**INPUT DATA:**

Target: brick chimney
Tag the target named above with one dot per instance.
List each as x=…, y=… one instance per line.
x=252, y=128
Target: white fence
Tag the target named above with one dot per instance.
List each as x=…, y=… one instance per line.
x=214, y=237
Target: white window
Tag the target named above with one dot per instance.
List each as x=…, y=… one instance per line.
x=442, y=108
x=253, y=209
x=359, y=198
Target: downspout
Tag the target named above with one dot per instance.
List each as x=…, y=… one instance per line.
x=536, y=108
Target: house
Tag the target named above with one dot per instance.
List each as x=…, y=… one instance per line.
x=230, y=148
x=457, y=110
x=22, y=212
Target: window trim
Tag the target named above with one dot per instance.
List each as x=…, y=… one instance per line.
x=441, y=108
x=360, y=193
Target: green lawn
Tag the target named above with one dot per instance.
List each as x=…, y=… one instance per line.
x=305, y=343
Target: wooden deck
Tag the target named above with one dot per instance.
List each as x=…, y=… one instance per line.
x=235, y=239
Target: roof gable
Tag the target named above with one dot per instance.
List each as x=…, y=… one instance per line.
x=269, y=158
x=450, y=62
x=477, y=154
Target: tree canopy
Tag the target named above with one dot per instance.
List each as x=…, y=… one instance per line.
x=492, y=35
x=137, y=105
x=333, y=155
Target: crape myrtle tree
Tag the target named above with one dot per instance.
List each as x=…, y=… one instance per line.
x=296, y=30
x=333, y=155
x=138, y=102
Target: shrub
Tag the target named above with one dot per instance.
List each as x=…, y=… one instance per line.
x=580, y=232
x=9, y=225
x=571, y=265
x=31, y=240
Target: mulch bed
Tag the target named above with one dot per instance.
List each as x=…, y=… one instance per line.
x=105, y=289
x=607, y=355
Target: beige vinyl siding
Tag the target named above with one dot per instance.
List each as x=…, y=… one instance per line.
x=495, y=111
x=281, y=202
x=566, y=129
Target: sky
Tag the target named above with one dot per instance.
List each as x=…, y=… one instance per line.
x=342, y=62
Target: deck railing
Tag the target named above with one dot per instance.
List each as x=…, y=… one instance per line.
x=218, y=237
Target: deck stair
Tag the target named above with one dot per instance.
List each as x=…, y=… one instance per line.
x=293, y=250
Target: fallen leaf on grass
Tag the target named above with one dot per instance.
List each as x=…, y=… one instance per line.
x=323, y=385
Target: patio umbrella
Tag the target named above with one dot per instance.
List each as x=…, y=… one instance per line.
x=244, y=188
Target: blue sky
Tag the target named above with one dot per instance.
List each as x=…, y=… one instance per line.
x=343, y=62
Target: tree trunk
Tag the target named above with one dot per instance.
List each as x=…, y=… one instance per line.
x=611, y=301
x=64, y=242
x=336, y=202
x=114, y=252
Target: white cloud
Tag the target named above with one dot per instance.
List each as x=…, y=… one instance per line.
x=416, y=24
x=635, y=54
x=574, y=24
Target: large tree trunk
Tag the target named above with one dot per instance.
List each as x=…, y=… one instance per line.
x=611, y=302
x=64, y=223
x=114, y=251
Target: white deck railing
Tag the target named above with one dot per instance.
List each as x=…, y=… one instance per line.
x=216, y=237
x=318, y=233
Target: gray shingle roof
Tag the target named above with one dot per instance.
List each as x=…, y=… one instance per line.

**BRIEF:**
Print the data above again, with nothing altered and nothing left out.

**SOLUTION TO THIS TASK:**
Target: brick chimney
Tag the target named above with one dot per instance.
List each as x=…, y=… one instance per line.
x=252, y=128
Target: white fence
Tag the target named above with one dot per instance.
List each as x=…, y=… one instance per line.
x=214, y=237
Target: white window
Tag the target named above with one dot per instance.
List each as x=…, y=… one instance per line.
x=442, y=108
x=253, y=209
x=359, y=198
Target: downspout
Tag the target named above with one dot per instance.
List each as x=…, y=… one instance per line.
x=536, y=108
Target: house
Tag the target named above with one dot per instance.
List each as x=…, y=… one instance per line.
x=230, y=148
x=457, y=110
x=22, y=212
Target: window trim
Tag the target named above with one dot per instance.
List each as x=…, y=… one instance per line.
x=441, y=108
x=360, y=193
Target: green lawn
Tag the target named above with one dot per instance.
List each as x=…, y=… one instance per line.
x=305, y=343
Target: wooden deck
Tag the target named above with one dot per instance.
List each as x=…, y=… one instance per line.
x=235, y=239
Target: roof gable
Tag the target named above with one dot per instance.
List each as x=…, y=… one instance per line.
x=269, y=158
x=450, y=62
x=477, y=154
Target: tree canopy
Tag the target named above with one dot per instance.
List each as x=…, y=… one instance per line.
x=492, y=35
x=137, y=105
x=333, y=155
Target: crape myrtle tree
Tag the target named above with one dot per instance.
List each as x=…, y=… one instance per line.
x=296, y=30
x=333, y=155
x=138, y=102
Target: shrub
Tag the target named above with one dot per instance.
List each as x=…, y=… one instance per line.
x=580, y=232
x=9, y=225
x=571, y=265
x=31, y=240
Target: mulch bed
Tag the target named above with one dot per instance.
List each as x=…, y=… one instance per line.
x=105, y=289
x=607, y=355
Target: beige vinyl siding
Tag the target named above with one dot per instance.
List each as x=…, y=… one instance per line.
x=495, y=111
x=281, y=202
x=566, y=129
Target: sky
Tag the target named above with one dot per instance.
List each as x=…, y=… one instance per line.
x=342, y=62
Target: deck railing
Tag the target named above with one dot per instance.
List each as x=…, y=… one instance per line.
x=218, y=237
Target: deck stair
Tag the target named above with one dot per instance.
List each as x=…, y=… one instance per line.
x=293, y=250
Target: fallen leaf on grass
Tag the target named above with one dot per instance.
List each as x=…, y=… one instance per line.
x=323, y=385
Target: patio umbrella
Tag the target named above with one dot per instance.
List each as x=…, y=… one instance per line.
x=244, y=188
Target: blue sky
Tag the target named above with one dot per instance.
List each as x=…, y=… one instance per line.
x=343, y=62
Target: tree trunk
Tag the target named above with one dot per instance.
List each as x=…, y=… one instance per line.
x=611, y=301
x=64, y=242
x=336, y=202
x=114, y=252
Target: white cloud
Tag the target named above with one dot per instance.
List each as x=…, y=… one instance per line.
x=416, y=24
x=635, y=54
x=574, y=24
Target: large tree trunk
Tag the target named above with one dot per instance.
List each as x=…, y=… one instance per line.
x=611, y=302
x=64, y=223
x=114, y=251
Target: white deck railing
Tag the target named above with one dot per instance.
List each as x=…, y=… one instance per line.
x=216, y=237
x=318, y=233
Target: gray shingle roof
Tag the target named above with one dot per instance.
List each as x=…, y=… one instance per line.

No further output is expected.